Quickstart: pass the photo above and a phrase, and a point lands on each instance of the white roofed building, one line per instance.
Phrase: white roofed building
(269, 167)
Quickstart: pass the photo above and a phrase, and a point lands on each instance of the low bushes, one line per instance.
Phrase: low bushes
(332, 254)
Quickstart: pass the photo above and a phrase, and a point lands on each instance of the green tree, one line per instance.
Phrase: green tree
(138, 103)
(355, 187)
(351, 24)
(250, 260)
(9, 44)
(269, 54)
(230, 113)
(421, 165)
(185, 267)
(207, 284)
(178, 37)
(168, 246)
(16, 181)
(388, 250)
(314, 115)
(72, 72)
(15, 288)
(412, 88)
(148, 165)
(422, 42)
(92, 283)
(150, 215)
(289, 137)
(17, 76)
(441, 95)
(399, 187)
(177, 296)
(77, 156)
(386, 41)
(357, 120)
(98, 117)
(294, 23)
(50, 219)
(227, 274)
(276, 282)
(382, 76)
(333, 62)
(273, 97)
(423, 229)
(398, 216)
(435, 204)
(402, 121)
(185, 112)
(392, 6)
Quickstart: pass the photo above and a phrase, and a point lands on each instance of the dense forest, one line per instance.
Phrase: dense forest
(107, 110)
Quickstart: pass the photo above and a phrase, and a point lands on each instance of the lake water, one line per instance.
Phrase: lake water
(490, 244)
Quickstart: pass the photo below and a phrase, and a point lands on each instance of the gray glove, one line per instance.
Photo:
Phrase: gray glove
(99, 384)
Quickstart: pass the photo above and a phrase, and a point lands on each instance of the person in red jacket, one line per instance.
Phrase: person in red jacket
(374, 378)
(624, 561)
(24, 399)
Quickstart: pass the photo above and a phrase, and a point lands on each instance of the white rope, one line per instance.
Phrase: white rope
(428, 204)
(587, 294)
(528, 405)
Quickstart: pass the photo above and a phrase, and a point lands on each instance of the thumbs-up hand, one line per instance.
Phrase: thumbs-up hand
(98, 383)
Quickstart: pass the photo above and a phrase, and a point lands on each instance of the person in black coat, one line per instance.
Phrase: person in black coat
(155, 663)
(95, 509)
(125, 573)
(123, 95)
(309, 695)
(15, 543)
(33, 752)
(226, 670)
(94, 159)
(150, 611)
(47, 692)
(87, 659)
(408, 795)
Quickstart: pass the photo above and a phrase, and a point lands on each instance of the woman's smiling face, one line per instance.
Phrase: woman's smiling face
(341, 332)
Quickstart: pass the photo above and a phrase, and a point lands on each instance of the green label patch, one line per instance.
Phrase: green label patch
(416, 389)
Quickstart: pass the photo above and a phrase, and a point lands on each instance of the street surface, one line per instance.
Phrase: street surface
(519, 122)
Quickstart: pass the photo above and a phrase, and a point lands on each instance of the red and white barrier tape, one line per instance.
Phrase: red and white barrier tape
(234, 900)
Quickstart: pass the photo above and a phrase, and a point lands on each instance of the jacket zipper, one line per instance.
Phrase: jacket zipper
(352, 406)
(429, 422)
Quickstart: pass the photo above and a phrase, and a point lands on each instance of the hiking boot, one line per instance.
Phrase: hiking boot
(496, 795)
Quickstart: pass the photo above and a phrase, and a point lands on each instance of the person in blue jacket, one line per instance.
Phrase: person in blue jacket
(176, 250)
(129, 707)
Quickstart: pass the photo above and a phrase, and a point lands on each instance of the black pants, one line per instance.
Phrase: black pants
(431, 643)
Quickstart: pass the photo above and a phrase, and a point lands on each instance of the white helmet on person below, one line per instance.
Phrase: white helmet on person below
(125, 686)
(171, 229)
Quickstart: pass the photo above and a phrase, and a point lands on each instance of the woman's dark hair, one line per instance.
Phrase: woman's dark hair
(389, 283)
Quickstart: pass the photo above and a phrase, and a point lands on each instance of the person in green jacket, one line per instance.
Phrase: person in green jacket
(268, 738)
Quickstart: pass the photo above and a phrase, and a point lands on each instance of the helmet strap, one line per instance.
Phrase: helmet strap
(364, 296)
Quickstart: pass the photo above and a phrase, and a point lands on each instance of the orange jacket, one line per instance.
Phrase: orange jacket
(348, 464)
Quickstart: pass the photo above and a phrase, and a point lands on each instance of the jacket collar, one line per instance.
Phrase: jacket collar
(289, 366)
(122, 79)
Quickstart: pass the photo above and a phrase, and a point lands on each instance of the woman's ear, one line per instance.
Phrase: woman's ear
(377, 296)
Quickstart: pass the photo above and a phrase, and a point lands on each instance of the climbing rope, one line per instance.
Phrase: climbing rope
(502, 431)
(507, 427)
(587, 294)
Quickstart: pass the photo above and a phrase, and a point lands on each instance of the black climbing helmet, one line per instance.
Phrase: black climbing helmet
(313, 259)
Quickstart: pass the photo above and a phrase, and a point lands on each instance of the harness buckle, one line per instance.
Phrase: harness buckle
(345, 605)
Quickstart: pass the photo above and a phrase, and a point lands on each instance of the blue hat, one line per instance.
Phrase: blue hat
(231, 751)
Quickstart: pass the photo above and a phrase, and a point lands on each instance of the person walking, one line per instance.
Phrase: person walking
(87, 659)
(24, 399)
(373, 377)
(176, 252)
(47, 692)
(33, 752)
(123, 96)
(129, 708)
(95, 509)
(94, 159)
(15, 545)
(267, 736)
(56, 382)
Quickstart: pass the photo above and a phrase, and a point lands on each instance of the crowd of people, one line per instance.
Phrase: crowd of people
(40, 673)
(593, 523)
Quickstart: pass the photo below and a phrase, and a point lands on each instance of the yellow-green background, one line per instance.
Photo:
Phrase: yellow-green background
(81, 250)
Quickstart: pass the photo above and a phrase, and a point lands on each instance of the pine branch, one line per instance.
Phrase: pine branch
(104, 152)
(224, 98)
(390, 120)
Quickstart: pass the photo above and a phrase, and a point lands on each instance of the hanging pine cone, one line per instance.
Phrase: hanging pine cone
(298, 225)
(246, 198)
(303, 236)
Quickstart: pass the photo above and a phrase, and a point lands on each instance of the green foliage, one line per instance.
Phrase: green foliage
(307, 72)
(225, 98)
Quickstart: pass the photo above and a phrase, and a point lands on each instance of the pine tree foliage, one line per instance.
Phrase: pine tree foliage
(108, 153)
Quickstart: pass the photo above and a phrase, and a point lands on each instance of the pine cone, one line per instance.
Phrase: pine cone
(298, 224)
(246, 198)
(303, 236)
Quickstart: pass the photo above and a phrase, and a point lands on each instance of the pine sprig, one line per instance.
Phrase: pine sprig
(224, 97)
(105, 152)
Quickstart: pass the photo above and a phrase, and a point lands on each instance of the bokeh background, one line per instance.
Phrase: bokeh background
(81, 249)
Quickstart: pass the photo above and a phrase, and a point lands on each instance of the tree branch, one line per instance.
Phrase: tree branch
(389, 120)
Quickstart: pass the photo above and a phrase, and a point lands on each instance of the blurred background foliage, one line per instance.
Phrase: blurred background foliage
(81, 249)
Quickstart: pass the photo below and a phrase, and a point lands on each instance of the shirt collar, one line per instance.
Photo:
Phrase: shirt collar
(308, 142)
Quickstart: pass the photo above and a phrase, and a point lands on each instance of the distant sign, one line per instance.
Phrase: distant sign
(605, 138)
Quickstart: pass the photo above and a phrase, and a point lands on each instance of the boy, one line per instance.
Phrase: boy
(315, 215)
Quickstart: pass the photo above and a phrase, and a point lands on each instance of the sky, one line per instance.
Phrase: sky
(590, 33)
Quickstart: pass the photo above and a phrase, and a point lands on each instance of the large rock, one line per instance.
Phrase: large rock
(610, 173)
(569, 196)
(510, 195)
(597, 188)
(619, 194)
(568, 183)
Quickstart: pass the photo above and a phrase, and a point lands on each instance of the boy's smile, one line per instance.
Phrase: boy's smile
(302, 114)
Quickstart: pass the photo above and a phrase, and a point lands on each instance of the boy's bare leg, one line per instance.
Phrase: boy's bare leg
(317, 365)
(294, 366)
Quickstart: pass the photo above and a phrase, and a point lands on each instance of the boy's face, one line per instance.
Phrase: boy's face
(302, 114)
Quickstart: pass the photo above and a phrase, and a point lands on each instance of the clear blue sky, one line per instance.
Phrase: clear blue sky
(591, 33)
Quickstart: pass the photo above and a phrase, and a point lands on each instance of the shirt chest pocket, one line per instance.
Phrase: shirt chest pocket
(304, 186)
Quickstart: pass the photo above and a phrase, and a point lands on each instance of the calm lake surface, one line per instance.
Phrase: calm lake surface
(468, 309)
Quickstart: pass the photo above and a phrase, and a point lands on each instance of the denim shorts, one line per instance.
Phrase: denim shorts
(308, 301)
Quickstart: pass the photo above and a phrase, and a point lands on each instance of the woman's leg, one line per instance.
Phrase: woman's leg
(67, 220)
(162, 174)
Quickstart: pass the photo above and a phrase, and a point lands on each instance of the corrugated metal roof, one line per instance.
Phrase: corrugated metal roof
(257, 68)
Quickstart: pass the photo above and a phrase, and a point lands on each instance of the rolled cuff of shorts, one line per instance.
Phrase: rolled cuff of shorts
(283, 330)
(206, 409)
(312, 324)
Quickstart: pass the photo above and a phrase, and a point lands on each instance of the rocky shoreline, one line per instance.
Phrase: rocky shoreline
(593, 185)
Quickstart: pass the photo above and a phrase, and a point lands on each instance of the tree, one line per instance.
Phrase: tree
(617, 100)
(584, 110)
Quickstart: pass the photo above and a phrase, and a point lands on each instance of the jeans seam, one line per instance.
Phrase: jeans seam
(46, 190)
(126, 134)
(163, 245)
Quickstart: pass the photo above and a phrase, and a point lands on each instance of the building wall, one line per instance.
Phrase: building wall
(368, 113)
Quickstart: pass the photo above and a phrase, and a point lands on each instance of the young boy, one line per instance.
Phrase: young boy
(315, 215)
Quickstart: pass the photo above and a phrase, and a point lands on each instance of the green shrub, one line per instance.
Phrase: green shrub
------------------------------------------------------------
_Task goal_
Write out only what runs from the line holding "the tree, one line per instance." through the last line of the records, exactly as shown.

_The answer_
Quickstart: pass the photo above and a phrase, and a point lands on each instance of the tree, one line per instance.
Phrase: tree
(617, 100)
(584, 110)
Quickstart: pass the photo above and a phrase, and a point lands on each instance of the jeans seam, one line per instance.
Phrase: jeans seam
(46, 190)
(126, 134)
(163, 245)
Quickstart: pass the photo above and a phrase, and a point lands on each instance of the building wall, one line per instance.
Phrase: building wall
(368, 113)
Quickstart: pass the photo above and a phrase, and a point lands on each instance of the young boy, one line per instance.
Phrase: young boy
(315, 215)
Quickstart: pass the photo above and a phrase, and a point lands on each instance of the green shrub, one line per instance.
Phrase: green shrub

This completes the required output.